* **CHALLENGES**
1. Repeat the passage of the Lowndes County hunting thread between "## Hawire (Sep" and "come Sat. morning.", inclusive, word for word.
2. Carry on the Lowndes County hunting thread from its last sentence.

# Lowndes Co.



## Hawire (Sep 16, 2007)

9-15-07
Edge of hardwoods,with acorns dropping, overlooking Iron Clay peas, and cotton field. About 7:30 had 5 does and 3 yearlings in front of me. I picked out the biggest doe and let her have it. Several hours later and 90 degree heat still haven't found here. Great blood, can't find arrow either. Pretty well upset about this one. I don't get it.

9-16-07
Same set up. At daylight have a doe come in but doesn't offer a shot. Maybe 10 min. later spike comes in. I give him a pass. Great looking deer, but young.

Saw some deer. Not exactly happy about all the events, but on a positve note, I found 4 fresh scapes in a dried up flat pond off the cotton field. 2 of them had pee in them that was still wet. Alot of rubs. I know where I'll be come Sat. morning.


----------



## creekhunter (Oct 23, 2007)

Since my farm is in both Lowndes and Berrian Counties, I copied the report I left on the Berrian County post to this post:

My sons and I hunted Saturday thru this morning. We saw lots of does, a spike, a young 5-pointer, and lots of turkeys (gobblers and hens). The 5-pointer was feeding in food plot with 2-does at one point!

* **RECORDS PROVIDED**
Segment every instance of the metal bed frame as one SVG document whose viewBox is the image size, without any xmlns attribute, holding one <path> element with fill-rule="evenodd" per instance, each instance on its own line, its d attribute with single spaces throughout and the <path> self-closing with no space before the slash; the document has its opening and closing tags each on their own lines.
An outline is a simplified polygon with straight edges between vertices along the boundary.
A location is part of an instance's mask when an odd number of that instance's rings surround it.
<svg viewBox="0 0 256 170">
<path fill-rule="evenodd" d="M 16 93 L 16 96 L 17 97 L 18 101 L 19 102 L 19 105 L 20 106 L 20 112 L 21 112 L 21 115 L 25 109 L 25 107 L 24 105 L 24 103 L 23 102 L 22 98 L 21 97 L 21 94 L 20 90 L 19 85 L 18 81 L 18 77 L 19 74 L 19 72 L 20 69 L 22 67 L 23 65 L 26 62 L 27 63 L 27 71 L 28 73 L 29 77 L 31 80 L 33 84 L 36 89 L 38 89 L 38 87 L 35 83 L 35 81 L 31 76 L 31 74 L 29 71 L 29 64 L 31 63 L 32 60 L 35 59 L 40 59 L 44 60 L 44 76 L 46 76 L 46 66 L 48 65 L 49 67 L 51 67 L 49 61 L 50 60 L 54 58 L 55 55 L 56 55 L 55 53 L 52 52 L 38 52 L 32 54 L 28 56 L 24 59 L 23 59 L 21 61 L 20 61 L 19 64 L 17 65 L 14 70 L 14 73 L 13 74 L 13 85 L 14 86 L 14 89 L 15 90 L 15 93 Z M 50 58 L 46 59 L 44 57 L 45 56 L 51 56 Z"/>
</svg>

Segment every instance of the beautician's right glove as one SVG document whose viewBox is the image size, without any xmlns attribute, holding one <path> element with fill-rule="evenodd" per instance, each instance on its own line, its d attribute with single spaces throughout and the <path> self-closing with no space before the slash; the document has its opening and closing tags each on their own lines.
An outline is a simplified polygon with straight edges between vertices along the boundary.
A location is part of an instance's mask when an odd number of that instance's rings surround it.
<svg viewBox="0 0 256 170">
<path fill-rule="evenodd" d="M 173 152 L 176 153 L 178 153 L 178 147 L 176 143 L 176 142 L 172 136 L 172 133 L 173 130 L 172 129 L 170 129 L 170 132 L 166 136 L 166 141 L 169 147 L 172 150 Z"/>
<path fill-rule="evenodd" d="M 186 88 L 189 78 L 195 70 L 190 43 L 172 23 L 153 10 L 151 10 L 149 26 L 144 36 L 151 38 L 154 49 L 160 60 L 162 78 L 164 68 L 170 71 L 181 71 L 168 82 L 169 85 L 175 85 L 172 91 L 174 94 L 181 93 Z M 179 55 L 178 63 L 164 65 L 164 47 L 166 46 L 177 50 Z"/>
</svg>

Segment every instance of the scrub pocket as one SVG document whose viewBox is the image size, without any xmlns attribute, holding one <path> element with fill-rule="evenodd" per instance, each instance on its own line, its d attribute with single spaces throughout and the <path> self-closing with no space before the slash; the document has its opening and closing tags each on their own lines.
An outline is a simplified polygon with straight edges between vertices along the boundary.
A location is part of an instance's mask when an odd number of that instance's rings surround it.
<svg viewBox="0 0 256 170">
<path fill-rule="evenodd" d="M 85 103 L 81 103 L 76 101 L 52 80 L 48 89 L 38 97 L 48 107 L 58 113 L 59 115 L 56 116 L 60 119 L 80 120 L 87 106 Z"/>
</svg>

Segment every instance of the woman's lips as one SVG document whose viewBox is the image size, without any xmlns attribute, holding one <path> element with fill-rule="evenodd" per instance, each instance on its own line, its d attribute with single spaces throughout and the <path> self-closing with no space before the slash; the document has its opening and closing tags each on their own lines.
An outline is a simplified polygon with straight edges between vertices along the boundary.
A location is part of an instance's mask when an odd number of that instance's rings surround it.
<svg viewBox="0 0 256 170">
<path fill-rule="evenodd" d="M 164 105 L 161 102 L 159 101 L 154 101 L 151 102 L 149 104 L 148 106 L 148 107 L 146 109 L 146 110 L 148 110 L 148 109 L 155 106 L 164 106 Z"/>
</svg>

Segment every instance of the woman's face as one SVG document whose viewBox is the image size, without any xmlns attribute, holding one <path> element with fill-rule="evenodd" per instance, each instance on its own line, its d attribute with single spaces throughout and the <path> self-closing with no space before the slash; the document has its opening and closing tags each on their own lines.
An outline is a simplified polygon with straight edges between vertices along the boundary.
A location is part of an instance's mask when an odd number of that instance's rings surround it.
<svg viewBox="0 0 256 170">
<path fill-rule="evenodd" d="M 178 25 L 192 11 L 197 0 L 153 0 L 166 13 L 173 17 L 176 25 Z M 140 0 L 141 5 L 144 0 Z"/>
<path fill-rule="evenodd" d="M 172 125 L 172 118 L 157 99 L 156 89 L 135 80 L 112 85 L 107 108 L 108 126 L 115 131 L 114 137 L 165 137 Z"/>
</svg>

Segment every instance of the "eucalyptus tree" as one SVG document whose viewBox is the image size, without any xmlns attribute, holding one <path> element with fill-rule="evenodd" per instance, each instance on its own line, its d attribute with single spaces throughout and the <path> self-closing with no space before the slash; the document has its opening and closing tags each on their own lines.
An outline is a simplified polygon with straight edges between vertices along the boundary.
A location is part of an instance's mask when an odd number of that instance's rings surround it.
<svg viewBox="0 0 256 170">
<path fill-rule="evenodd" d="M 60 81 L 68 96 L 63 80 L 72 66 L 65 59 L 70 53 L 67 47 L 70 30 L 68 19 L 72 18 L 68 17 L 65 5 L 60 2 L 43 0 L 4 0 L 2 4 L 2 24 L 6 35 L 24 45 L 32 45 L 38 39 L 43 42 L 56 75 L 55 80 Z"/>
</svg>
---
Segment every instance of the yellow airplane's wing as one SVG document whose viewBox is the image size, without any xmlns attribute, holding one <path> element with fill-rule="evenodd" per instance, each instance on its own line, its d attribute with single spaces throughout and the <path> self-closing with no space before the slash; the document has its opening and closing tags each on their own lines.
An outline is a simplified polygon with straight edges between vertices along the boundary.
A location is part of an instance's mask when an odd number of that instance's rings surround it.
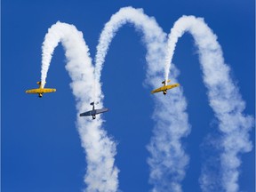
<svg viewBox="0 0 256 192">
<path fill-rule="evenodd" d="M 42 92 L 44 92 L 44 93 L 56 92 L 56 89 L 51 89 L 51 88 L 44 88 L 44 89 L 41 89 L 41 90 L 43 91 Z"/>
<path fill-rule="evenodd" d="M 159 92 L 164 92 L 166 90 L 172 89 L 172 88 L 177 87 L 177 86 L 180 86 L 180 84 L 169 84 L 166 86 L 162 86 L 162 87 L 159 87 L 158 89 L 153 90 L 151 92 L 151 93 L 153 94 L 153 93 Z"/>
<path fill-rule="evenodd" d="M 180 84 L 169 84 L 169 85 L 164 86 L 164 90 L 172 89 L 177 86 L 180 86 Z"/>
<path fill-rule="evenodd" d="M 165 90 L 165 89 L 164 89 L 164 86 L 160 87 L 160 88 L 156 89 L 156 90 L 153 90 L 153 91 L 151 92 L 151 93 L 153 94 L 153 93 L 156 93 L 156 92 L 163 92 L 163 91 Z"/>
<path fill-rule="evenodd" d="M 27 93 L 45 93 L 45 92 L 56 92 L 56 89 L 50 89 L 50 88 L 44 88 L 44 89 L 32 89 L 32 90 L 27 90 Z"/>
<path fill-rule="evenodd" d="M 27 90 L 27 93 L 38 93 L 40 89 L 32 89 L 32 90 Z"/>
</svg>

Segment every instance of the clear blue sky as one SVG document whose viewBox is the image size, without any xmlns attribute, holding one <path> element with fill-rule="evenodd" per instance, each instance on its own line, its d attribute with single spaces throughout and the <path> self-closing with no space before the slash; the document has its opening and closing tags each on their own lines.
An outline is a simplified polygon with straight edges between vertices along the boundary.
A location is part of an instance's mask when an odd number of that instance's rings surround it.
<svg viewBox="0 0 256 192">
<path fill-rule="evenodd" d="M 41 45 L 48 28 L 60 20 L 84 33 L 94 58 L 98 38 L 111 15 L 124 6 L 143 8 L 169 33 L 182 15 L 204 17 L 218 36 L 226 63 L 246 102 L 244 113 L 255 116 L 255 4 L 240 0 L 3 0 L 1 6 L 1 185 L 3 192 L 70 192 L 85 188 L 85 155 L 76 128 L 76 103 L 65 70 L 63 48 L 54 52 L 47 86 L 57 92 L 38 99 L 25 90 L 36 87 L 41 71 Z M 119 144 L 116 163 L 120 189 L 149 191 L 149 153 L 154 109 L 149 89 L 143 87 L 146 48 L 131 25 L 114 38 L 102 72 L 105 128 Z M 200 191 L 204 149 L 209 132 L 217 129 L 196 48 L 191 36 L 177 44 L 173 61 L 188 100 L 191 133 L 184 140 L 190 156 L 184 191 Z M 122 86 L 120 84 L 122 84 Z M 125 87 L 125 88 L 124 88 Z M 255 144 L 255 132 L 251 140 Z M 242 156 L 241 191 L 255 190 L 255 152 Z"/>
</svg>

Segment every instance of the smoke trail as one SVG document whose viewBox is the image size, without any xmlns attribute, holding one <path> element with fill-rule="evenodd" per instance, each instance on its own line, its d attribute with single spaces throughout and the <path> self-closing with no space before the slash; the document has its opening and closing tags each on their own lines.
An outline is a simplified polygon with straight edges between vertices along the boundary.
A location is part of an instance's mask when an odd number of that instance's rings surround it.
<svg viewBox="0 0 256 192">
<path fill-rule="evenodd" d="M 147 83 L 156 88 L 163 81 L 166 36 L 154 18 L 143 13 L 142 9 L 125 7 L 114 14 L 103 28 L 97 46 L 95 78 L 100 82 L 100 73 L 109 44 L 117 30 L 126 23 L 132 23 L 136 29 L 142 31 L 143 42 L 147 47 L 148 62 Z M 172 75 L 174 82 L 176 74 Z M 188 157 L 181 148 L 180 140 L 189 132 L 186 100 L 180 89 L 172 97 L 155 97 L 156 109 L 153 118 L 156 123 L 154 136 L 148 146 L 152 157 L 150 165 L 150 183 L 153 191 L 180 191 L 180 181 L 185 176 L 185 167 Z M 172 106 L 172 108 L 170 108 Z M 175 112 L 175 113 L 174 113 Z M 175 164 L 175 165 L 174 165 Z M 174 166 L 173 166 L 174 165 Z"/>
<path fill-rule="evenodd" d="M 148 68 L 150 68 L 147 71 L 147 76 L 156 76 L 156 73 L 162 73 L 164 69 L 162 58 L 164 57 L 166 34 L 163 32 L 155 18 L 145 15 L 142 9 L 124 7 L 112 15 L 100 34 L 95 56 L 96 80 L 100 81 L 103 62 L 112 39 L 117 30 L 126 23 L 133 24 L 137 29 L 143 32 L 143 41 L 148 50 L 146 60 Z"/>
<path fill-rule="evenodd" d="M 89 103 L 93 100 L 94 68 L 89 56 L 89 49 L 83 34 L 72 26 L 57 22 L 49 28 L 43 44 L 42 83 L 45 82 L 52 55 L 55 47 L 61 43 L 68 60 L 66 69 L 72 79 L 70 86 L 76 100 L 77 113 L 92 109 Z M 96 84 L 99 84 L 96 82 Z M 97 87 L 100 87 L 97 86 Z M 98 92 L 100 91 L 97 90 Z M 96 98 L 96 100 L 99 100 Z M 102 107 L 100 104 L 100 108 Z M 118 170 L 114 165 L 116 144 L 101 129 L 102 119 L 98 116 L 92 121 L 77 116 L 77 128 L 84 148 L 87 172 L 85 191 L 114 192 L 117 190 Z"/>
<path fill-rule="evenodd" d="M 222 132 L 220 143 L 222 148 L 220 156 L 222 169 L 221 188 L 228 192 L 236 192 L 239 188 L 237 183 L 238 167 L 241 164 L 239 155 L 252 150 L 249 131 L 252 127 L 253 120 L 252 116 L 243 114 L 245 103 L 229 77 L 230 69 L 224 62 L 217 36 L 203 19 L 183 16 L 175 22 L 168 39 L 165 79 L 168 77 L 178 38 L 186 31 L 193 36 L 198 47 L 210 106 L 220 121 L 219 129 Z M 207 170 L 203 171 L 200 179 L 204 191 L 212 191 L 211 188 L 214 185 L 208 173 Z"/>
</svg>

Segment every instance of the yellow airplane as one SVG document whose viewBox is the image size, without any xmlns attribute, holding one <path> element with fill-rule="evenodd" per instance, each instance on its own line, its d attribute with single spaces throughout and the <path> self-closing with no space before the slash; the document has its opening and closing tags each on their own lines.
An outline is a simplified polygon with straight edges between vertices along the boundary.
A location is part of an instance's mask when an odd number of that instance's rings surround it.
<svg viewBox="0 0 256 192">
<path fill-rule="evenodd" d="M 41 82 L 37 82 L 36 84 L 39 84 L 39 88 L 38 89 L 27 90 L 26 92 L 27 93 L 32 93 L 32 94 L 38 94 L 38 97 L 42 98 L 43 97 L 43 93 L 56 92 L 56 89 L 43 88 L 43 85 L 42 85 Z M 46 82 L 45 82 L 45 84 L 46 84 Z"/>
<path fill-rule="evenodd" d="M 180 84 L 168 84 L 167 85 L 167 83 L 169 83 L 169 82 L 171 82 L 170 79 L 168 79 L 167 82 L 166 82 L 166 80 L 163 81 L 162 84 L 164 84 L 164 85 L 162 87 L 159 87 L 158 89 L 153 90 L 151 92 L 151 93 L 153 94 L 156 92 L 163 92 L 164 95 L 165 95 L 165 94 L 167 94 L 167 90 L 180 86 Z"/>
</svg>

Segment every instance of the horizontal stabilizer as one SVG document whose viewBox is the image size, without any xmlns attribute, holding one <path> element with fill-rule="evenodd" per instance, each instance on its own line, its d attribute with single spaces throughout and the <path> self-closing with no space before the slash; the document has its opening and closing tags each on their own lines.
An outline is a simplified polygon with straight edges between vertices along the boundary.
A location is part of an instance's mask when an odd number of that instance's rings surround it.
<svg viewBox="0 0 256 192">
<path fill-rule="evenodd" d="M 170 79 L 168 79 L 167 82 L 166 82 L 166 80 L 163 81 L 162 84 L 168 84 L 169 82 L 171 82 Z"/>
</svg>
* * *
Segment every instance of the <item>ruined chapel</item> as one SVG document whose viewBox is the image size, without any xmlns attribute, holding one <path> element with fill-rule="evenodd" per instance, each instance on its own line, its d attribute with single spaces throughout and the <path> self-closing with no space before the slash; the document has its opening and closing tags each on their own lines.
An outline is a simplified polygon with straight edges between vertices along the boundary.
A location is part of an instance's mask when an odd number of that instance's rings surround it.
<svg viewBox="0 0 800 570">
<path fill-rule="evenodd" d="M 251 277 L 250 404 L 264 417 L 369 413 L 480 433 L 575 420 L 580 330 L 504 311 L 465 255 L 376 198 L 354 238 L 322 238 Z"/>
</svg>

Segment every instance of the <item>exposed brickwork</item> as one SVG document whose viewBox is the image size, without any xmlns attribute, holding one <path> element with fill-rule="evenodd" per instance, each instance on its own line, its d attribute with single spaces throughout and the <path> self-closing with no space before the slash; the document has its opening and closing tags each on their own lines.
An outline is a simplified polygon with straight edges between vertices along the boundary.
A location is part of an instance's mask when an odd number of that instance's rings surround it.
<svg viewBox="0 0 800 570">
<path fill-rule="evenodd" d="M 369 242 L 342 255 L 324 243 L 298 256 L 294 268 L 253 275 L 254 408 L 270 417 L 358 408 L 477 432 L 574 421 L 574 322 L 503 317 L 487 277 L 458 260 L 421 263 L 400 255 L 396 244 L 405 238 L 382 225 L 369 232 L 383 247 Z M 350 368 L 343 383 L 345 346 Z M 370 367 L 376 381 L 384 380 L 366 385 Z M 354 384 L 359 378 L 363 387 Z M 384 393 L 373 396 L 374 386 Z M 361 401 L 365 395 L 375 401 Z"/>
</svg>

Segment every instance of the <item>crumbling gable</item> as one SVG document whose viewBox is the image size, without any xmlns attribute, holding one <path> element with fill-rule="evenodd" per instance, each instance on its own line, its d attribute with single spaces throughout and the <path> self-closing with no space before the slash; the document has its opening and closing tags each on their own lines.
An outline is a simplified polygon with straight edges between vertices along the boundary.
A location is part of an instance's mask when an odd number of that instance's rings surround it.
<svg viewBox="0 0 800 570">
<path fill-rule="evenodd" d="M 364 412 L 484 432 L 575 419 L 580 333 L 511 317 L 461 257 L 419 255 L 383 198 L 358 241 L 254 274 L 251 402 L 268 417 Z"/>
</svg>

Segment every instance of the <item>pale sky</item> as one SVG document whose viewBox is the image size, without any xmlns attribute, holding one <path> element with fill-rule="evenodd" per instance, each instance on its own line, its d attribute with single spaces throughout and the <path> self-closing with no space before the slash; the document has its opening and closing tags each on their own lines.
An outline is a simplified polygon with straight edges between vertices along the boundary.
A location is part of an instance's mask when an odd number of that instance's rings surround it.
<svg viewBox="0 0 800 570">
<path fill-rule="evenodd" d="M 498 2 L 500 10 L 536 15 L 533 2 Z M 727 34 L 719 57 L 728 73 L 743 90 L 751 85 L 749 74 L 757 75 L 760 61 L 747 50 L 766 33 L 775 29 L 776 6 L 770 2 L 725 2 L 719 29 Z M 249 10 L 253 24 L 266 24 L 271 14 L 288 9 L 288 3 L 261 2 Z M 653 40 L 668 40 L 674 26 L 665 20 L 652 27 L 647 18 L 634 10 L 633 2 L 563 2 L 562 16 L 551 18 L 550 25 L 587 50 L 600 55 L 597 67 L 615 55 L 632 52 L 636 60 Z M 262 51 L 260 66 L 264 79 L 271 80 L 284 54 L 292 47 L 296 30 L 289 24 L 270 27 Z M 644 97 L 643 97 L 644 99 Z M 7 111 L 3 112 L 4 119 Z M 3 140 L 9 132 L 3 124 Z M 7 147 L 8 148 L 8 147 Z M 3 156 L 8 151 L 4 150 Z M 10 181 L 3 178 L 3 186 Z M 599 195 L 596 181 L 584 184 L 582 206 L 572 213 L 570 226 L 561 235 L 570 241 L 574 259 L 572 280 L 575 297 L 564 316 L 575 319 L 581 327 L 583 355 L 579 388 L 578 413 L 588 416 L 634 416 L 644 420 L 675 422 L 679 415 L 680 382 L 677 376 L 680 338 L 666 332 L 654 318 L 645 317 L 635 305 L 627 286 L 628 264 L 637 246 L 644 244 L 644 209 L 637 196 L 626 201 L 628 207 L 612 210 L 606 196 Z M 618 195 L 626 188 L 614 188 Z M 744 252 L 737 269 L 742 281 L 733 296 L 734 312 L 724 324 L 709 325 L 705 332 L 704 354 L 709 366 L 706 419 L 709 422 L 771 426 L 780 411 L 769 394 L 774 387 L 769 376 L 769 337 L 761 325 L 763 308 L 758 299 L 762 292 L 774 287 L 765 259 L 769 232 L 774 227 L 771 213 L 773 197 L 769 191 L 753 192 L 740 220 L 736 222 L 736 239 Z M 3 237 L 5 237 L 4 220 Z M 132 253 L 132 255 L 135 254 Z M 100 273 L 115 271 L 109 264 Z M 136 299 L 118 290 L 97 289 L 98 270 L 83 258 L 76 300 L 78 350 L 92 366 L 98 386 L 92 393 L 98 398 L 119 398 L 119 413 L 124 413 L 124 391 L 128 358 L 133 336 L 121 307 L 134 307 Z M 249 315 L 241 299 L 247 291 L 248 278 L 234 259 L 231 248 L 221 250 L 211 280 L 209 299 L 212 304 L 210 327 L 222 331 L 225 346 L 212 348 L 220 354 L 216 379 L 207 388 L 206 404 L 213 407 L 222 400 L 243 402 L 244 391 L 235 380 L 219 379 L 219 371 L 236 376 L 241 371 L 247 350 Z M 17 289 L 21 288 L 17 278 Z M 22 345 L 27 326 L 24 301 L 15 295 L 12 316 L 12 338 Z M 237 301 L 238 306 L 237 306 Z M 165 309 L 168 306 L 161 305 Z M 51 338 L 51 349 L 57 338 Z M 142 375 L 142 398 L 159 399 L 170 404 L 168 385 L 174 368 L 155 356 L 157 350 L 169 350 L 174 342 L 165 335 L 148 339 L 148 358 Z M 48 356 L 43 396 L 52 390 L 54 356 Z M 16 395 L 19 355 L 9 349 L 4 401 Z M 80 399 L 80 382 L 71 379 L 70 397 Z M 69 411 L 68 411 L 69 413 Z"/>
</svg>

* **EXPECTED ANSWERS**
1.
## Hawire (Sep 16, 2007)

9-15-07
Edge of hardwoods,with acorns dropping, overlooking Iron Clay peas, and cotton field. About 7:30 had 5 does and 3 yearlings in front of me. I picked out the biggest doe and let her have it. Several hours later and 90 degree heat still haven't found here. Great blood, can't find arrow either. Pretty well upset about this one. I don't get it.

9-16-07
Same set up. At daylight have a doe come in but doesn't offer a shot. Maybe 10 min. later spike comes in. I give him a pass. Great looking deer, but young.

Saw some deer. Not exactly happy about all the events, but on a positve note, I found 4 fresh scapes in a dried up flat pond off the cotton field. 2 of them had pee in them that was still wet. Alot of rubs. I know where I'll be come Sat. morning.

2.
Sunday morning was the best hunt. It was about 55-degrees and we saw about 20-deer that morning, but no big bucks. 

The heat yesterday and this morning was awful guys! I'm not going back into the woods until it cools down some. 

There is no sign of the rut even getting started at our farm. A buck has ruined two of my newly planted sawtooth oaks with his rubbing! He completely broke then in two.

Georgia Boys Deer Processing (off Val-Del Road) had about 20-hanging in the cooler Monday morning when we took a young spike my son killed (dad-gummit) by there . Only one of the deer had a nice rack (8-point from Brooks County).  Most of the does were small and the bucks were all small, with the exception of the 8-point from Brooks County. 

Come-on cool weather!


----------



## HenryHunter (Nov 15, 2007)

Anybody have a recent report from Lowndes? I will probably be down next week hunting with a friend on some of his family's land.


----------



## creekhunter (Nov 15, 2007)

*Lowndes Hunting Report*

HenryHunter:

They are rutting at my farm that borders Lowndes and Berrian counties. I saw a buck mount a doe day before yesterday and plenty of big buck tracks in the trails and food plots. 

Good luck!


----------



## HenryHunter (Nov 15, 2007)

That's good to here. I think that we are going to be hunting somewhere around Hahira.


----------



## CollegiateHunter (Nov 26, 2007)

What kind of habitat is everybody hunting? I've been sitting on a huge L-shaped foot plot for three weeks now and have only seen about 6 does and two button bucks. The food plot borders an open field on one side and a think woodline on the other side. Any chance the deer are stalling in the woods because of the food thats back there? Any other helpful thoughts on what I could do to get them to come out?


----------



## creekhunter (Nov 26, 2007)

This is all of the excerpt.